» Quoted passage:

You know I am a homer.  I will forever root for and never pick against the Indiana Hoosiers when I am making my weekly predictions here.  If I think the Hoosiers are in trouble, I’ll give them a pass that week and pick another of the weekly 14 games that focuses on winners and losers that week.  No.  No.  No.  And No.  I will not mention point spreads  or overs and under or anything that has to do with gambling.  I am doing everything I can to stay optimistic about this game.  The last thing I want to do, if my team is winning, is to worry about how many points they are winning by.  Winning is tough enough.

Shame on me.  I know.  It was a lightbulb moment and I could not turn it off.

The second game of the season was a portent of the season to come for the Hoosiers.  After winning the first three, including a conference tilt against Illinois in the opener, the Hoosiers spent most of the rest of the season rather wet.

Fortunately, I was nice and dry in the press box.

Writing all this does have its advantages, even if it is only for non-conference games (so far).

The Illinois game was exciting.  Those that made the excitement that night are mostly gone from Hoosierland.  Connor Bazelak is on his third team in as many years this season.  He moved over to play quarterback for the Bowling Green Falcons.  I’m not sure what that tells us?

Call me crazy.  I still believe that Tom Allen is going to lead the Hoosiers out of the tough times to find a better day again.  I truly do.  Coaching changes, including bringing in one of the best O-line coaches in America in Coach Bob Bostad.  Last season they fired the O-line coach six games into the season.  Not this year.  The O-line Whisperer is in Bloomington and it will make a great deal of difference.

Watching the Big Ten Network, when I truly have the patience to do so, I have seen a graphic that says “INDIANA only returns 46% of its Offensive productivity”.  You know what I say to that?  GOOD!  If Indiana was returning 95% of their offense, I would be worried sick.

On offense, I suspect Tayven Jackson will win the QB job.  Do you really transfer from Tennessee and not win the starting nod at Indiana.  Are you following me?  I’ve been wrong before.  So has Indiana.  The receivers on this team have me fired up too.  Providing they have been slinging the ball as much as I hope they have, timing has to be their friend.  That and, please, show us some imagination on offense.

» Given material:
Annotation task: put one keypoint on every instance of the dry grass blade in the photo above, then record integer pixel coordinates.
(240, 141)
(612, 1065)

» Exercise requirements:
Carry on the Indiana Hoosiers football post from the end of its last paragraph, keeping the same voice.

» Written response:
Defensively, I love the play of Noah Pierre.  He is all over the field.  Anxious to see how Andre Carter does.  He comes to Bloomington by way of Western Michigan.  MACsters can play football too.

Aside from the Hoosiers staying healthy this season, two things stand out to me as keys to the season:

  1.  Beat Louisville in Indianapolis on September 16th.  The Cardinal folk think this is an easy noon kick and a time to visit an NFL Stadium gift shop.                                                            

The last time the Hoosiers played at the Oil Drum, they ran out to this paltry crowd.  There must be more Hoosier fans there this year.  It will be a red place, my fear is the Cardinal Red will be dwarf the Crimson.  This game is important on many levels of this season.

2.  Get the ball to Jaylin Lucas.  As a freshman last year, he was a 1st Team All-American Return Man.  A friend of mine with close ties to the Hoosiers spoke to me on the condition of anonymity and said, “The Hoosiers have to get Lucas the ball.  He has to touch the ball 15-20 times a game.  And I am not talking about bubble screens that telegraph the defense and you wonder who will end up with the ball.  No.  We have to be more creative than that.  Use him everywhere to give the defense something to think about.  Backfield.  Direct snap.  Wide.  Get him the dang ball!”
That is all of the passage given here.